[Requisito A]: Copie, do trecho sobre a Lei de Drogas, a parte que se abre com as palavras "Já o advogado" e se fecha com "BBC News Brasil.".
[Requisito B]: Reescreva todos os registros trocando "young woman" por "elderly man" e deixando todo o resto igual.

=== Trecho fornecido ===

A fixação de parâmetros é apoiada também pela associação que representa os peritos da Polícia Federal (APCF).

Segundo Davi Ory, advogado que representa a associação, a APCF avalia que “o principal fator para o aumento do encarceramento foi a adoção de critérios subjetivos demasiadamente amplos e que transferiram à estrutura do Poder Judiciário o ônus de definição de quem seria usuário e traficante tendo por base ‘as circunstâncias sociais e pessoais’, bem como o ‘local e condições em que se desenvolveu a ação'”.

Isso, ressalta, estaria gerando prisões indevidas, principalmente, de pessoas negras e pobres.

Já o advogado Cid Vieira, que representa a Federação Amor Exigente no julgamento do STF, questiona o impacto do julgamento na redução dos presos.

A organização, que atua como apoio e orientação aos familiares de dependentes químicos, foi uma das instituições aceitas pelo Supremo para atuar no julgamento como amicus curiae (colaborador da Justiça que detém algum interesse social no caso, mas não está vinculado diretamente ao resultado).

“Eu não tenho notícia que dependente químico esteja preso. O artigo 28 da atual legislação de drogas não prevê a prisão daqueles que sejam surpreendidos com posse de droga para consumo pessoal. É uma colocação que não existe. Não é sob esse aspecto que as prisões vão estar mais lotadas ou não”, afirmou Vieira, que conversou em 2023 sobre esse tema com a BBC News Brasil.

Presos por tráfico são quase um terço da população carcerária

Estudos indicam, no entanto, que a atual Lei de Drogas, sancionada em 2006 pelo presidente Luiz Inácio Lula da Silva, contribuiu para o aumento do número de pessoas presas por crimes relacionados ao tráfico de drogas.

Essa lei acabou com a pena de prisão para usuários e aumentou a punição para traficantes. A expectativa era que isso reduziria o número de prisões, mas o efeito foi o oposto, afirma o advogado Pierpaolo Bottini, que era secretário de Reforma do Judiciário do Ministério da Justiça naquela época.

“A impressão que se tinha é que isso ia desencarcerar, porque as pessoas que estavam presas por uso iam sair [da prisão]. Mas acabou aumentando o encarceramento porque justamente as autoridades policiais acabaram jogando tudo para o tráfico, então acabou tendo efeito absolutamente inverso”, disse em entrevista à BBC News Brasil em maio de 2023.

=== Material fornecido ===

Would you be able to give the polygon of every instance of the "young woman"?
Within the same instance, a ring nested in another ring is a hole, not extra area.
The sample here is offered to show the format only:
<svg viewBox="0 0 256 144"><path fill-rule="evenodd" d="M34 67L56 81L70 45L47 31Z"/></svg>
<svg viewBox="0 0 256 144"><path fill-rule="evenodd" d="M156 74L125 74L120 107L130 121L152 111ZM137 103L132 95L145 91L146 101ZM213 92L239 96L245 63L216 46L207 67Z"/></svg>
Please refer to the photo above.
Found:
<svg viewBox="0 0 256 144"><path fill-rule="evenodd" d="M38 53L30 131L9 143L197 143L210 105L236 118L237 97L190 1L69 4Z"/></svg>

===

[Resposta correta A]:
Já o advogado Cid Vieira, que representa a Federação Amor Exigente no julgamento do STF, questiona o impacto do julgamento na redução dos presos.

A organização, que atua como apoio e orientação aos familiares de dependentes químicos, foi uma das instituições aceitas pelo Supremo para atuar no julgamento como amicus curiae (colaborador da Justiça que detém algum interesse social no caso, mas não está vinculado diretamente ao resultado).

“Eu não tenho notícia que dependente químico esteja preso. O artigo 28 da atual legislação de drogas não prevê a prisão daqueles que sejam surpreendidos com posse de droga para consumo pessoal. É uma colocação que não existe. Não é sob esse aspecto que as prisões vão estar mais lotadas ou não”, afirmou Vieira, que conversou em 2023 sobre esse tema com a BBC News Brasil.

[Resposta correta B]:
Would you be able to give the polygon of every instance of the "elderly man"?
Within the same instance, a ring nested in another ring is a hole, not extra area.
The sample here is offered to show the format only:
<svg viewBox="0 0 256 144"><path fill-rule="evenodd" d="M34 67L56 81L70 45L47 31Z"/></svg>
<svg viewBox="0 0 256 144"><path fill-rule="evenodd" d="M156 74L125 74L120 107L130 121L152 111ZM137 103L132 95L145 91L146 101ZM213 92L239 96L245 63L216 46L207 67Z"/></svg>
Please refer to the photo above.
Found:
<svg viewBox="0 0 256 144"><path fill-rule="evenodd" d="M38 53L30 131L9 143L197 143L210 105L236 118L237 97L190 1L69 4Z"/></svg>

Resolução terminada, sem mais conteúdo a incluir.